***** Listing *****
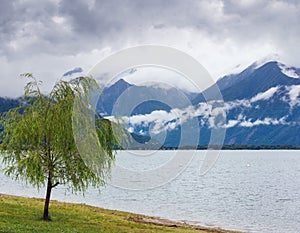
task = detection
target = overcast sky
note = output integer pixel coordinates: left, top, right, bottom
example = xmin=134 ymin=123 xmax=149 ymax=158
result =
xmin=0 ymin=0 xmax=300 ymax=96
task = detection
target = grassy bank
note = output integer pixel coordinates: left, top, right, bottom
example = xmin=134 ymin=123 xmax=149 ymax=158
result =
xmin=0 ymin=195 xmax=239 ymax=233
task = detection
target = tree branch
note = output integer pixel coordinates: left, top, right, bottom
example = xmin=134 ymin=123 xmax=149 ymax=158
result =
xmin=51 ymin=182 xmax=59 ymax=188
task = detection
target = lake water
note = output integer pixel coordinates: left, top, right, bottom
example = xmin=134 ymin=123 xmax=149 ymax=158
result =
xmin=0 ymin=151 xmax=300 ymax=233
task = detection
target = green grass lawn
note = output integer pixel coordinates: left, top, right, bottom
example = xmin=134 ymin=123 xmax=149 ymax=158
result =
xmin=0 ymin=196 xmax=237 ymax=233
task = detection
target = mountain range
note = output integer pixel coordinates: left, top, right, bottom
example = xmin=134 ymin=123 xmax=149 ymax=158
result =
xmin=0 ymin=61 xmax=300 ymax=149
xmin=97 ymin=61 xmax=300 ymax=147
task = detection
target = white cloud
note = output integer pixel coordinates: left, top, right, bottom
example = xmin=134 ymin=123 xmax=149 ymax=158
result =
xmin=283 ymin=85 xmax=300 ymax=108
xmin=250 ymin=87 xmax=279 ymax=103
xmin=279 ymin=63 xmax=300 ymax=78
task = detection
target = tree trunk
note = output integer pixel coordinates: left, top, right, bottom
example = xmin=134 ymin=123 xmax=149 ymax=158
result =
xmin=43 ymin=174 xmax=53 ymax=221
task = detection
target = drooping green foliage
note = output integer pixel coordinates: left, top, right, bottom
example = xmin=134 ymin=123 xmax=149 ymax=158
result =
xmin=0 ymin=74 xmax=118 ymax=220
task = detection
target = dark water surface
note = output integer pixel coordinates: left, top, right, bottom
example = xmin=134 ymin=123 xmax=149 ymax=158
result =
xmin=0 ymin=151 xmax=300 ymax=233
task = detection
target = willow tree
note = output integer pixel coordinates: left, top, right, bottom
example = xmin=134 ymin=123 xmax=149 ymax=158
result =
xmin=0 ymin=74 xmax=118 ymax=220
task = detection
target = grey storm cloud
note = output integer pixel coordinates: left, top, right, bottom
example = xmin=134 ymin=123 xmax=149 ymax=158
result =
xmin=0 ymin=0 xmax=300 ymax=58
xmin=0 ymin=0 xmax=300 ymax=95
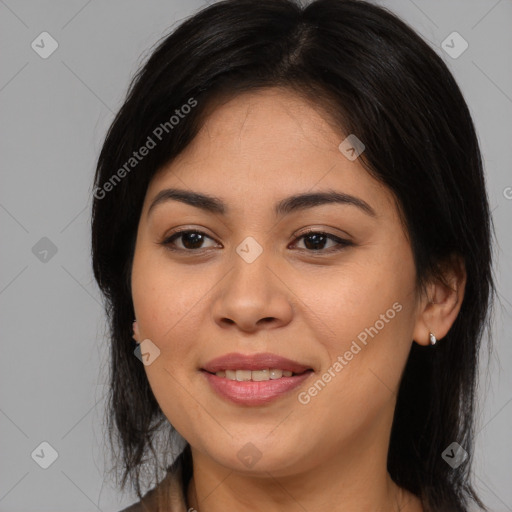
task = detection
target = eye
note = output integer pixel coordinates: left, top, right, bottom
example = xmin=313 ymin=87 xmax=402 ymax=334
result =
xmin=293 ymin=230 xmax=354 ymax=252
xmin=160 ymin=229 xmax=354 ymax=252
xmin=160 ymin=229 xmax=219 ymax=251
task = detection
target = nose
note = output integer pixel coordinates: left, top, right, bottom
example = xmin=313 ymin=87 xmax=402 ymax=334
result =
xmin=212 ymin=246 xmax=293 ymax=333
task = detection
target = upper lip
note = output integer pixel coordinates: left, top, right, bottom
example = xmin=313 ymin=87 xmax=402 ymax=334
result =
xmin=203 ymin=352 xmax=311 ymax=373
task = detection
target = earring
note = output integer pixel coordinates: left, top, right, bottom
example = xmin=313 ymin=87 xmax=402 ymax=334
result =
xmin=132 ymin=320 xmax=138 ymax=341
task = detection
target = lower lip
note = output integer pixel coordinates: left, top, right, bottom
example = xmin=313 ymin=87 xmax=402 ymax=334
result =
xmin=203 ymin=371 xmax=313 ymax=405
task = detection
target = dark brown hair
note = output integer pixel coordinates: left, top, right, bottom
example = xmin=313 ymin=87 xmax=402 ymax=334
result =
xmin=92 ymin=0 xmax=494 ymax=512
*****
***** Listing *****
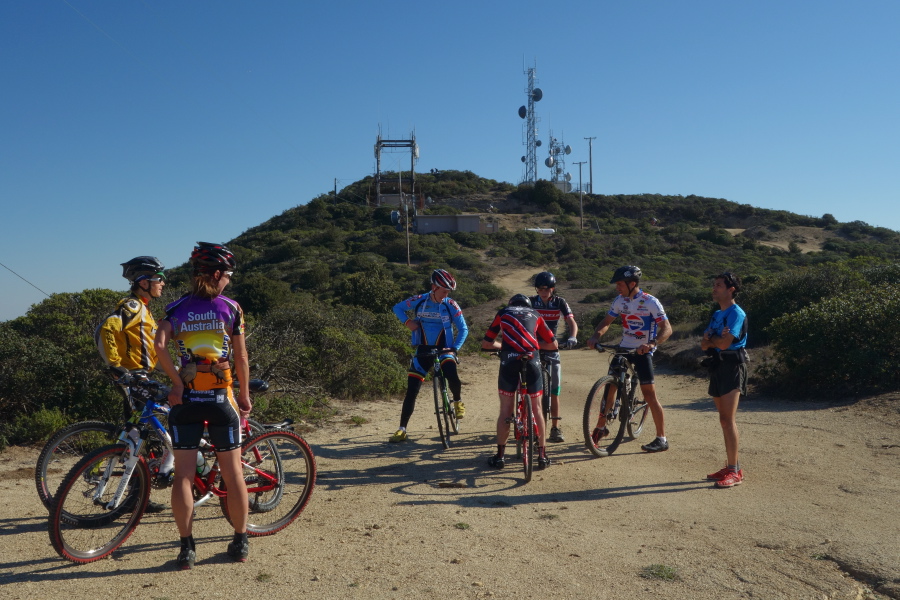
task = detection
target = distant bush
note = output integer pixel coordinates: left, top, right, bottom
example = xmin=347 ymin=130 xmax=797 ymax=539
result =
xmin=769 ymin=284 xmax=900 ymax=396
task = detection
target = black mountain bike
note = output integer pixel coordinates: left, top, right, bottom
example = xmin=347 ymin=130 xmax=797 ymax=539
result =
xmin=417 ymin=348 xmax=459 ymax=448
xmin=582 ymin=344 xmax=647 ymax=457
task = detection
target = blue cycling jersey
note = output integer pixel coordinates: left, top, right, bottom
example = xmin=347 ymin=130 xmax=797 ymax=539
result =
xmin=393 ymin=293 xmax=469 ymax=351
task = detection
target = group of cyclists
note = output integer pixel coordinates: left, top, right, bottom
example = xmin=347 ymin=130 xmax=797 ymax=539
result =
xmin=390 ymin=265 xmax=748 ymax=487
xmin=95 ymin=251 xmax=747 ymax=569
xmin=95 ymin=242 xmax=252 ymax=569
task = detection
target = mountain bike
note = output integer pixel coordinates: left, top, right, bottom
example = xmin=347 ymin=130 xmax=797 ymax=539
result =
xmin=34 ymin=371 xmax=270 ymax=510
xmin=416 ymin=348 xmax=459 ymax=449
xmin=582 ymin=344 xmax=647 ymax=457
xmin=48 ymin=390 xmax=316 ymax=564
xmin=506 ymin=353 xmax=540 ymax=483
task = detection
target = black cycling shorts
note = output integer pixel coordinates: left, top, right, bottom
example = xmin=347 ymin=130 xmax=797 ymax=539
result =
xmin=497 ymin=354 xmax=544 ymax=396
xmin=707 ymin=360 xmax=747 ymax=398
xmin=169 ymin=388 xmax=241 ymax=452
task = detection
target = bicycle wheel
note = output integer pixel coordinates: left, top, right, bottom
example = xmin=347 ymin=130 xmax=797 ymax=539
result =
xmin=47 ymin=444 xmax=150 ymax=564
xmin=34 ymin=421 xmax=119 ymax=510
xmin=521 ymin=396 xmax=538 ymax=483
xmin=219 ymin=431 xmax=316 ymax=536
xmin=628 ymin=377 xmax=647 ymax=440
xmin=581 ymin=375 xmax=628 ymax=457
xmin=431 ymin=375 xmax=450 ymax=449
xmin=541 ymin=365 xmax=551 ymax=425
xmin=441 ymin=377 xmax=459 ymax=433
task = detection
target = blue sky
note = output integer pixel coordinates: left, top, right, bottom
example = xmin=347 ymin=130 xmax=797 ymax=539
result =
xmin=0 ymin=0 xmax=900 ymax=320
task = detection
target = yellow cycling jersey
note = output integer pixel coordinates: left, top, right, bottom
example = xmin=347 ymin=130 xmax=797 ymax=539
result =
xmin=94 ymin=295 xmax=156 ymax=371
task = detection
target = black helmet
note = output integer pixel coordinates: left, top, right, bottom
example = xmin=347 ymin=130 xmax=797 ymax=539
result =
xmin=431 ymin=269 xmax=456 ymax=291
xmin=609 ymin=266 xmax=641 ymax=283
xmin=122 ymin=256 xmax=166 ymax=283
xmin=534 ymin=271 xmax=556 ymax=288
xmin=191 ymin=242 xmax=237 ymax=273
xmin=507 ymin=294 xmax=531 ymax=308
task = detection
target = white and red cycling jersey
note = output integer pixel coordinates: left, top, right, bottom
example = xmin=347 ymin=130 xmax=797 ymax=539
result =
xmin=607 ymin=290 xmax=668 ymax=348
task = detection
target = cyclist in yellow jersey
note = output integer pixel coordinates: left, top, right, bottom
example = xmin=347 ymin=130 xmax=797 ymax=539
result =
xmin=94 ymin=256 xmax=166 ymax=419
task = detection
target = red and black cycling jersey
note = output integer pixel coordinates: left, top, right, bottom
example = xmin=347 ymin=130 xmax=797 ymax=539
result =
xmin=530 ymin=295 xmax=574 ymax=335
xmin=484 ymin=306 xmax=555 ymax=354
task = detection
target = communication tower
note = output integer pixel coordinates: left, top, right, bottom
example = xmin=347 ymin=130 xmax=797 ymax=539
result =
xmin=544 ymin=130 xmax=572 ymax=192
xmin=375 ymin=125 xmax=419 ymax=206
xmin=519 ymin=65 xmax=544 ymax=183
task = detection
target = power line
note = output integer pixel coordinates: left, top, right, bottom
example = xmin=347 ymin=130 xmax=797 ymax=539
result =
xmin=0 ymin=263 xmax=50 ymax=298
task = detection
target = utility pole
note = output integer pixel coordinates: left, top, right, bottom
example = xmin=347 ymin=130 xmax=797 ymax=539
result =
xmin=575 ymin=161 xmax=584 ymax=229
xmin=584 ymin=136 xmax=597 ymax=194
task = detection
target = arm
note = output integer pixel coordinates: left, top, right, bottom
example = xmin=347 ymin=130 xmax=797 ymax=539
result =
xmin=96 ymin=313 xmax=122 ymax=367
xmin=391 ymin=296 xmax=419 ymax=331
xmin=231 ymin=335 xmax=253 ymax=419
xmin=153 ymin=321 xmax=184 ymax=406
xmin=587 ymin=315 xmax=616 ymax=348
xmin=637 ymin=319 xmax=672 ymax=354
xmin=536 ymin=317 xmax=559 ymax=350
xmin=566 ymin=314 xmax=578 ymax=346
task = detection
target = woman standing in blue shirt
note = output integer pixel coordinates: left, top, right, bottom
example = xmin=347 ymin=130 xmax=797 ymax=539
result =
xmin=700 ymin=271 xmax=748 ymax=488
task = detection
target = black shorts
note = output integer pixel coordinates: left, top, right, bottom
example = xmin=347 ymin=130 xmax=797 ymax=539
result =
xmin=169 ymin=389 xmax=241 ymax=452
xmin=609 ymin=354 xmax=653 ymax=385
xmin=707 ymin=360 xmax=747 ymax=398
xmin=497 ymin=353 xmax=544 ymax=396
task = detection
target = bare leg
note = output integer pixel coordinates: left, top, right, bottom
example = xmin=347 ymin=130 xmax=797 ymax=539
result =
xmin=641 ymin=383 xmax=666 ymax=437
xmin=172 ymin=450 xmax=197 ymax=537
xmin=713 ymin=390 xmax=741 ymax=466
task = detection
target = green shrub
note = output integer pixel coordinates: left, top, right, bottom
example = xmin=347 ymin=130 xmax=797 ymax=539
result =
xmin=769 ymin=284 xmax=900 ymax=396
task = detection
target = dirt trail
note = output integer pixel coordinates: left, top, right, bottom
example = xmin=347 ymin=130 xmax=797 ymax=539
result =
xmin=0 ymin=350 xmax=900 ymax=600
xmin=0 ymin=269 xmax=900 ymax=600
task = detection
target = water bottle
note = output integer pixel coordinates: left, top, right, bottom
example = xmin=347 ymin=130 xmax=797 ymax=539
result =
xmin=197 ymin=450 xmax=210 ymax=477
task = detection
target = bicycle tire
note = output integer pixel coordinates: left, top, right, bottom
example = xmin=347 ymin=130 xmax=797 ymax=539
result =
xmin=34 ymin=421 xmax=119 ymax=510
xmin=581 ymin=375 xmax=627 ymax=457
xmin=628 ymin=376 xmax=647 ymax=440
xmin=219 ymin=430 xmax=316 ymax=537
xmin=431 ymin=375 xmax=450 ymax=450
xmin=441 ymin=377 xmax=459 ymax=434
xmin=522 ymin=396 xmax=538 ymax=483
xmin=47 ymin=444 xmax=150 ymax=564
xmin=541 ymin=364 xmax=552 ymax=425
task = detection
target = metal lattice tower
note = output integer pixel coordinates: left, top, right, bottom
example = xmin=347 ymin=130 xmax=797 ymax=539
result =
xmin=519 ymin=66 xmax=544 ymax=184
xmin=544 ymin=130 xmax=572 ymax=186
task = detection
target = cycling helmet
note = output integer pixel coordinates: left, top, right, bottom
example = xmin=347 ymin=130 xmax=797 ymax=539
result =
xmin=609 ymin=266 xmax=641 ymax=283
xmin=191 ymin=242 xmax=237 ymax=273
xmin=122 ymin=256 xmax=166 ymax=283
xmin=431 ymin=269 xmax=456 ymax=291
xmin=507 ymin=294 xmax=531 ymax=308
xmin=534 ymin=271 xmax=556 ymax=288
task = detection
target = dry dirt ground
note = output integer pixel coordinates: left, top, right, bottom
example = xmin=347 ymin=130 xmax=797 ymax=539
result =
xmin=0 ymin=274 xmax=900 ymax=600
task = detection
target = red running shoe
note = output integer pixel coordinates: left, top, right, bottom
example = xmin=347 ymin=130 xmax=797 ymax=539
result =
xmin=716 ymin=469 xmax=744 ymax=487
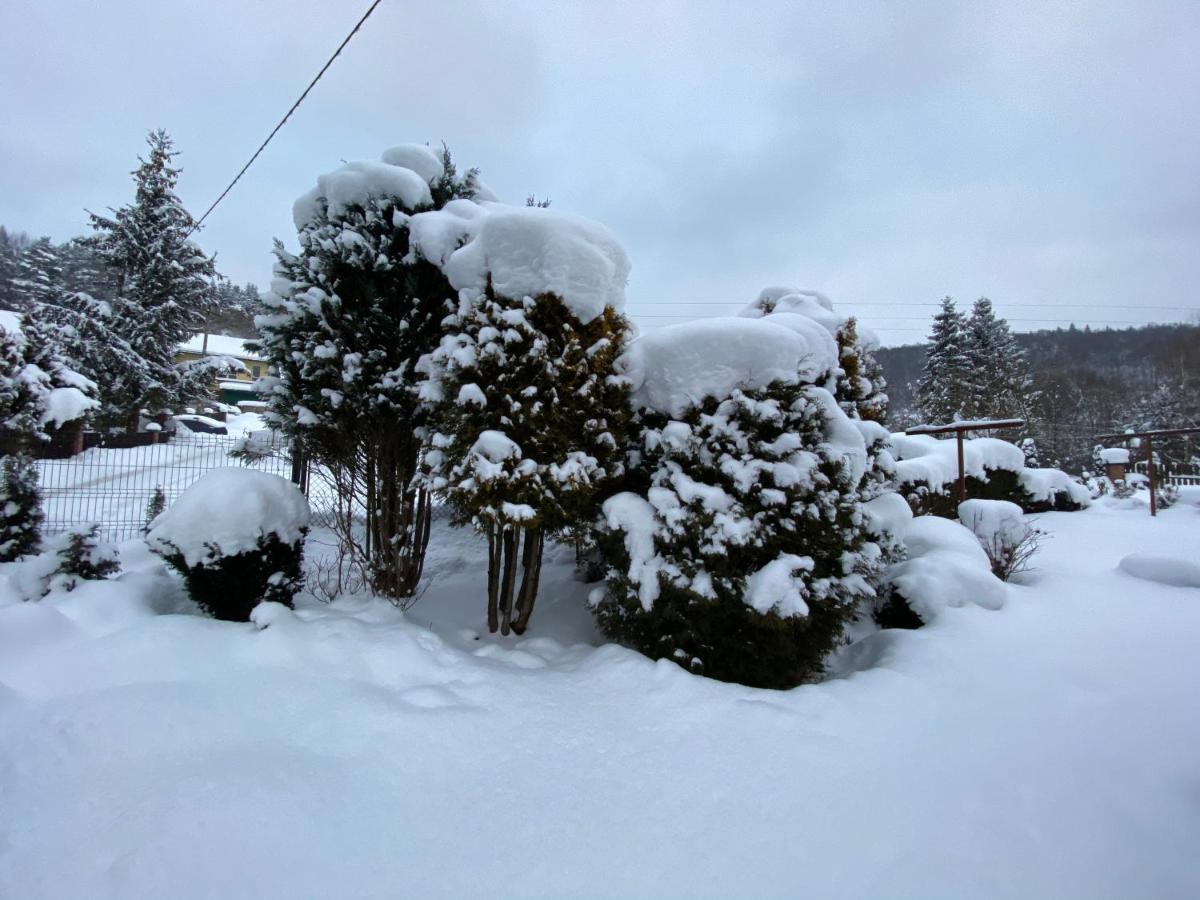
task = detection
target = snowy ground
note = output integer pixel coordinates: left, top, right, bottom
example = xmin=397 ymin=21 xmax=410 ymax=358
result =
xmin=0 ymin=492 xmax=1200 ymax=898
*****
▶ **What to work on**:
Extract every line in the records above that contains the word "cycling", reproducing each such line unchanged.

▶ **Written response**:
target = blue cycling jersey
target = black cycling shorts
target = yellow cycling jersey
target = white and red cycling jersey
target = red and black cycling jersey
target = cycling helmet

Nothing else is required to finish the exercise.